Marcos E Marcas

Além das marcas do tempo, marcas da máscara de um tempo pandêmico… (Bar Leadrini-SCS)

Envelheço na cidade. A referência à canção do Ira! não é aleatória. Eu sou contemporâneo da banda paulistana e, por uma dessas coincidências, era da mesma turma no curso de História da USP de Nasi, seu vocalista. Mas principalmente, vivo e morro em São Paulo, meu berço e provavelmente meu túmulo. Não encaro essas etapas com melancolia, ainda que eu seja basicamente um ser melancólico. Tenho plena consciência do tempo que passa (ou vice-versa), mas não consigo apreendê-lo conscientemente. Como se não existisse. Minha memória é randômica e momentos envoltos nas brumas do passado se intrometem em meu presente aleatoriamente. Talvez por isso, ainda que tenha ficado anos fugindo de registros fotográficos, passei a fazê-lo sempre que podia. Não por vaidade. Apenas. Tem mais a ver com certas circunstâncias ligadas a um episódio crucial o surgimento da Diabetes, que viria a fazer parte da minha rotina a partir daquele Outubro de 2007, aos 46 anos. Um dos meus marcos mais importantes.

Eu estava vivenciando um péssimo estado mental e físico — variação ciclotímica de humor e dos processos orgânicos aumento da irritabilidade e da ansiedade, gradual queda da acuidade visual e perda de peso. Quando entrei no hospital, estava em glicêmica com 715 mg/dL (quando o normal é 100) e uns 10 Kg menos dos 105 Kg de peso corporal ao qual havia atingido um pouco antes. E sentia sede, muita sede. Eram desordens fisiológicas autoalimentadas num ciclo vicioso — efeitos da Diabetes que repercutia já há algum tempo. Após a saída da internação, passei a tomar insulina injetável durante alguns meses. Fiz uma rigorosa dieta com perda consciente do excesso de peso um terço de meu corpo, cerca de 30 Kg. Isso propiciou que deixasse as injeções e passasse apenas a ingerir medicação oral para o controle da glicemia. O que faço até hoje.

========================================

▸ TAREFA A: Reescreva o trecho do texto "Marcos E Marcas" entre "Eu estava vivenciando" e "faço até hoje.", inclusive, trocando "sede" por "fome".
▸ TAREFA B: Por favor, escreva a continuação do texto "Marcos E Marcas", começando logo após a última frase.
A listagem não tem relação com o texto "Marcos E Marcas".

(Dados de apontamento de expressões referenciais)
========================================

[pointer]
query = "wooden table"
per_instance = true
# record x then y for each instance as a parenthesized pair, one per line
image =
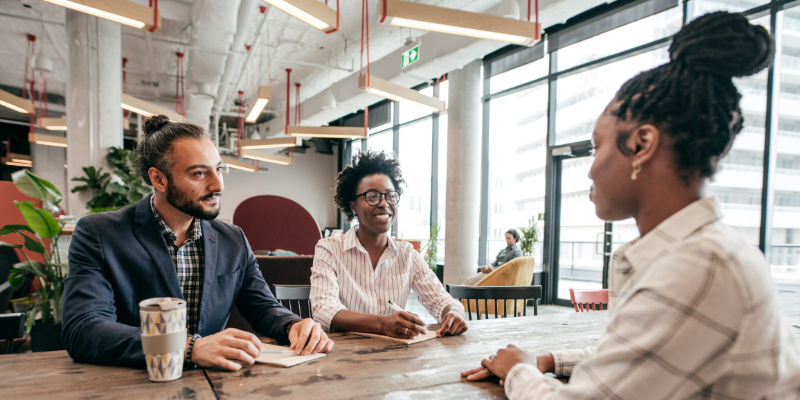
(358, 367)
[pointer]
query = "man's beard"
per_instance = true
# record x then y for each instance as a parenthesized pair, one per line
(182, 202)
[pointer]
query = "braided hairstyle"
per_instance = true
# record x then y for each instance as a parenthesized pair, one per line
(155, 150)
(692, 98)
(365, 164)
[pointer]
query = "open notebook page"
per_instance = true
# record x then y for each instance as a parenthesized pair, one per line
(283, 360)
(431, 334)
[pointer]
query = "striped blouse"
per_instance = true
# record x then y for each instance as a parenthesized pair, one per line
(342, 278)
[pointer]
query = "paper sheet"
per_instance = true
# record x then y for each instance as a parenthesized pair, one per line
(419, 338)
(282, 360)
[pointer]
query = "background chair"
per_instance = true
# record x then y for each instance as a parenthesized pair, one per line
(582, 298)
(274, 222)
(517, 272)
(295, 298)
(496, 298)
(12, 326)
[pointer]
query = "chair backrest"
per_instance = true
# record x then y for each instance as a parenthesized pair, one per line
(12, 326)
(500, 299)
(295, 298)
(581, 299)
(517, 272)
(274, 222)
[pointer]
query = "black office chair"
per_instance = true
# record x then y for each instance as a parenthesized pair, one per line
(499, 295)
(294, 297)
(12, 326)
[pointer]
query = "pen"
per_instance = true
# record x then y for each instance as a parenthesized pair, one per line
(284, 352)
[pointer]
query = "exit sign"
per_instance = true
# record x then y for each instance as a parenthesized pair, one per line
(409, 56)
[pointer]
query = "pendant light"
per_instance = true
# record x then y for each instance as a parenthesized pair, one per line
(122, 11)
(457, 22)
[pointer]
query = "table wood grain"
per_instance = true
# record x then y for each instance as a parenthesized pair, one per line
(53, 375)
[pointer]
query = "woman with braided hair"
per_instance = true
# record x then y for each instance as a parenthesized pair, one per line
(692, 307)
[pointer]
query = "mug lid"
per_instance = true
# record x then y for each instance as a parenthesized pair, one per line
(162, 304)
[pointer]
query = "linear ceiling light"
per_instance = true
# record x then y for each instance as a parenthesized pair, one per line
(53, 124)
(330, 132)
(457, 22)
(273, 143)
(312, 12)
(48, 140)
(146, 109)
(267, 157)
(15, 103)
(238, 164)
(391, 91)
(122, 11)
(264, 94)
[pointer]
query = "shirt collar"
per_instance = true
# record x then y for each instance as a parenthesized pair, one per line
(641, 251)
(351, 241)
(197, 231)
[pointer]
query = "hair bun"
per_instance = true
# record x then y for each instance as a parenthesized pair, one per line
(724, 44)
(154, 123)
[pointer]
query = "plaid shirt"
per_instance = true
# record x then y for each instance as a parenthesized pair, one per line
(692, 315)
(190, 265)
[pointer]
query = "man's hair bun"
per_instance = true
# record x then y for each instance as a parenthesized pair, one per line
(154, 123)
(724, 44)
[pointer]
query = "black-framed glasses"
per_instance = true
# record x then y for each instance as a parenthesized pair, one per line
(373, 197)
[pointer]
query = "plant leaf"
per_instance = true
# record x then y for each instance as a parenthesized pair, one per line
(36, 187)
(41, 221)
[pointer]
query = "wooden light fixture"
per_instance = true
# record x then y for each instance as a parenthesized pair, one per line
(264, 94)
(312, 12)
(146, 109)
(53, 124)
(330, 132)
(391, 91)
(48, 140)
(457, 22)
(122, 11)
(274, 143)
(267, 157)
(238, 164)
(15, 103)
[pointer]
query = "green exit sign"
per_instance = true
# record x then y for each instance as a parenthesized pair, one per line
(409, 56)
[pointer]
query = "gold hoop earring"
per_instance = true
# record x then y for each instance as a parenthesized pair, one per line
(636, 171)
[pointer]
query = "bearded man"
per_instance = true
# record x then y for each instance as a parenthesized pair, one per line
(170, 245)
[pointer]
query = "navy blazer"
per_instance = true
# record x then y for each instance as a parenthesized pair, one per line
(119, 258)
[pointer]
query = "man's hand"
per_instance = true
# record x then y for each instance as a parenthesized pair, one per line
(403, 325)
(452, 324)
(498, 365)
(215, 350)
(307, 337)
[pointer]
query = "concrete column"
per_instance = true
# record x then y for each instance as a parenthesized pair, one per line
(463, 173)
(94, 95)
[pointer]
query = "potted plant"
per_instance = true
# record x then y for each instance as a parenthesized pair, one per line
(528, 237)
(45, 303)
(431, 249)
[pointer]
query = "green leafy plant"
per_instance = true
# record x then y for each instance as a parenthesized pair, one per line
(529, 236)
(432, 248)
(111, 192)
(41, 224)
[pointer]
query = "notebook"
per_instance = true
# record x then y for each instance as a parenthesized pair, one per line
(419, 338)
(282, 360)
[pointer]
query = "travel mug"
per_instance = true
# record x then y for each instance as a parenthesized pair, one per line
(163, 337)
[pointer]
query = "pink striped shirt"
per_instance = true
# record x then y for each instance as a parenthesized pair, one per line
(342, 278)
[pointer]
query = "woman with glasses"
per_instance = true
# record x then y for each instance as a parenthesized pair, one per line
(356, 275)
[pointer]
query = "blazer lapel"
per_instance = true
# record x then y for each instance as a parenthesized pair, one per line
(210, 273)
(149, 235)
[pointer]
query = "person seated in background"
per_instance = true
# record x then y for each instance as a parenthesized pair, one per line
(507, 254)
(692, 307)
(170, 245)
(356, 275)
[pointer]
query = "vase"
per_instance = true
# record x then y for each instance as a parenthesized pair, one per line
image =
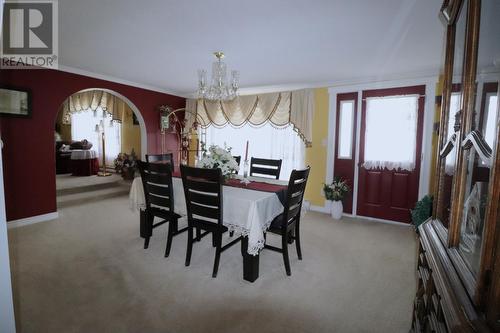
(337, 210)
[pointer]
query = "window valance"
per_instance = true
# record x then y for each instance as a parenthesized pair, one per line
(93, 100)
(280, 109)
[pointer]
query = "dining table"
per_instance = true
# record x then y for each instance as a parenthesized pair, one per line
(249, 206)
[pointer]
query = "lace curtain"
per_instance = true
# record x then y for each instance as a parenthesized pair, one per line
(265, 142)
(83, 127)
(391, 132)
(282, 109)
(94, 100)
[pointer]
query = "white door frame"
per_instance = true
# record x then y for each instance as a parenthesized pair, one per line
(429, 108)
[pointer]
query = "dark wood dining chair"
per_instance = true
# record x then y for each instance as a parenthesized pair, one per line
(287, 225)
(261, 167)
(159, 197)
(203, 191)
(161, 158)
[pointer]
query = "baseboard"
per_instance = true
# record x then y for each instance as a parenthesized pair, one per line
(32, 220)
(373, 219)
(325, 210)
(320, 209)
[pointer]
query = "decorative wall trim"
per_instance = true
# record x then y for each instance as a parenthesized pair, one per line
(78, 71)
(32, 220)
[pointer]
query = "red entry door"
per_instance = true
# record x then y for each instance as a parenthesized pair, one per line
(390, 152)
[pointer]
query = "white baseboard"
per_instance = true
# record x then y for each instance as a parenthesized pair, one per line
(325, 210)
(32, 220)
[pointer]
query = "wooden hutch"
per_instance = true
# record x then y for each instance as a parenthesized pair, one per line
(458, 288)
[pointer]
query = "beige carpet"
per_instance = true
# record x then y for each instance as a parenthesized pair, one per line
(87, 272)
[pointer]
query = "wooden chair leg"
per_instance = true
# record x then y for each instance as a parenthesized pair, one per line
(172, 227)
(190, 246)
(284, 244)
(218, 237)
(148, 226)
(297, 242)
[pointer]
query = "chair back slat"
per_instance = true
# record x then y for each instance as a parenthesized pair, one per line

========================================

▸ RESPOSTA ESCRITA A:
Eu estava vivenciando um péssimo estado mental e físico — variação ciclotímica de humor e dos processos orgânicos aumento da irritabilidade e da ansiedade, gradual queda da acuidade visual e perda de peso. Quando entrei no hospital, estava em glicêmica com 715 mg/dL (quando o normal é 100) e uns 10 Kg menos dos 105 Kg de peso corporal ao qual havia atingido um pouco antes. E sentia fome, muita fome. Eram desordens fisiológicas autoalimentadas num ciclo vicioso — efeitos da Diabetes que repercutia já há algum tempo. Após a saída da internação, passei a tomar insulina injetável durante alguns meses. Fiz uma rigorosa dieta com perda consciente do excesso de peso um terço de meu corpo, cerca de 30 Kg. Isso propiciou que deixasse as injeções e passasse apenas a ingerir medicação oral para o controle da glicemia. O que faço até hoje.

▸ RESPOSTA ESCRITA B:
Em consequência do advento da Diabetes, senti-me obrigado a refazer a minha trajetória. Isso implicava ter que reformular não apenas a minha dieta alimentar, mas a maneira de encarar a vida em todos as suas facetas. Menos de dois anos após, eu comecei a fazer o curso de Educação Física. O que eventualmente poderia ser uma opção de atividade profissional, encarei mais como uma incursão na compreensão do funcionamento orgânico e no entendimento dos processos fisiológicos. Compreendi que a vida é movimento. No espaço físico e mental. Oxigenação das ideias e dos músculos esqueléticos. E que não há conflito entre uma coisa e outra. Que o corpo apto não faz o cérebro inapto. Ao contrário. Mesmo parado, o corpo está em atividade contínua — o coração bate, o sangue circula, os pulmões trabalham, o peristaltismo atua nos órgãos digestivos, bilhões de seres circulam por nosso ecossistema interno, moléculas e átomos perfazem miniuniversos paralelos aos macros — nossa energia vital a vibrar em consonância com a do entorno e o interno infinitos.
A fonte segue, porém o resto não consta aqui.